= List of World War II military service football teams =

This List of World War II military service football teams includes all those top-level American football teams consisting of active duty military personnel of the United States Armed Forces that played against collegiate or professional opponents during the seasons of 1942, 1943, 1944, or 1945.

==Background==
During the years of World War II the American military saw a rapid expansion of its system of military bases as the number of young men skyrocketed through enlistment and conscription. Many of these included former collegiate and professional stars of the football gridiron. Nineteen active or former players of the National Football League died in the American war effort, in addition to an uncounted number of former collegians.

Early in the war effort one football writer said about the applicability of the formation of football teams with military training:

Football is a body-toughener. Football lights the fighting spark in fighting men. It develops aggressiveness, teamwork, stamina, physical and mental coordination under active stress, and therefore it holds a foremost place in our national wartime training program. Teams by the hundreds are in formation at various Army camps and posts and Navy bases. The greatest participation in the history of the sport will be entered in the records of 1942.

Beginning in the fall of 1942, the War Department began to promote organized football exhibitions involving select teams from its military bases that played full schedules against the depleted squads of regional universities. These elite teams are included in the following list.

These were further distilled into military All-Star Teams which played against collegiate and professional opponents. In 1942, the U.S. Army named two "All-Army teams" of approximately 60 players per unit, located in the East and West. These were informally known as the "Million Dollar teams" — their purpose being to raise upwards of $1 million for the Army Emergency Relief fund through a series of exhibition clashes with the professional teams of the National Football League. The Eastern Army All-Star team was led by Lt. Col. Robert R. Neyland, and played September 1942 games against the New York Giants, Brooklyn Dodgers, and Chicago Bears. The Western All-Stars, coached by Major Wallace Wade of Duke University, played a slate including games beginning late in August 1942 against the Washington Redskins, Chicago Cardinals, Detroit Lions, Green Bay Packers, and Giants. By the end of the exhibition games, it had raised $241,392.29 for the fund.

**Directives:**
(1) Name every professional team that the article on World War II military service football teams says the Army All-Star squads played in 1942.
(2) Resume the article on World War II military service football teams, picking up right after its final sentence.
What comes after this point is separate material, unrelated to the article on World War II military service football teams.

**Given data:**
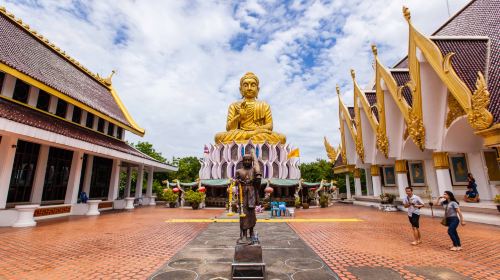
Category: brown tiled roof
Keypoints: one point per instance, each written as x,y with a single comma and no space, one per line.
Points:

**Responses:**
(1) New York Giants, Brooklyn Dodgers, Chicago Bears, Washington Redskins, Chicago Cardinals, Detroit Lions, Green Bay Packers

(2)
By the time that the war had ended, various service teams had been coached by such legends as Bernie Bierman (Iowa Pre-Flight Seahawks), Paul Brown (Great Lakes Navy Bluejackets), Don Faurot (Iowa Pre-Flight Seahawks and Jacksonville Naval Air Station Fliers), Tony Hinkle (Great Lakes Navy Bluejackets), Jack Meagher (Iowa Pre-Flight Seahawks), and Joe Verducci (Alameda Coast Guard Sea Lions)—as well as the aforementioned Neyland and Wade.

Even with the surrender of Japan on September 2, 1945, however, the times still remained uncertain to an extent with the Allied occupation forces facing possible pacification campaigns in the defeated Axis countries, not to mention increasingly strained relations with the Soviet Union. As a result, much of the American war apparatus remained intact, at least initially, during peacetime—including many service football teams.

The State Fair of Louisiana, which normally sponsored a series of college football games as part of its annual State Fair Classic, found itself without its regular host schools at times during the war when they were forced to drop their football programs. The locally based Barksdale Field Sky Raiders were invited to play in two of the classic's October games, one against the Selman Army Airfield Cyclones and another against the Lake Charles Army Airfield Flying Tigers; the Camp Swift Dragons ended up filling in for Lake Charles Army Airfield. The fair's "Negro Day" game featured Wiley College paired against the Randolph Field Brown Bombers (the African American counterpart to the Randolph Field Ramblers). Barksdale Field had also previously competed in the 1934 classic, against Texas Military College.

Even the service academies remained strong through 1945, with Army and Navy's annual game featuring the two top teams of the 1945 AP poll and the game being declared the "Game of the Century," with Pres. Harry S. Truman himself attending. Army's Doc Blanchard even won the Heisman Trophy that year.

After encountering no significant resistance in the occupied countries over the subsequent year (save for a few, isolated efforts at sabotage by Edelweiss Pirates or Japanese holdouts), most American servicemen were then quickly discharged, and the service football teams essentially left with them. Truman issued Proclamation 2714 formally ending the war on December 31, 1946.

One noteworthy post-war game (which may have typified just how far the few remaining service teams had fallen since Iowa Pre-Flight's magical run at No. 2 in the 1943 AP poll) pitted Central State University of Ohio against the Wright Field Kittyhawks; despite it being CSU's first season as a new four-year institution in 1947, CSU still won the game by an astonishing score of 101–0.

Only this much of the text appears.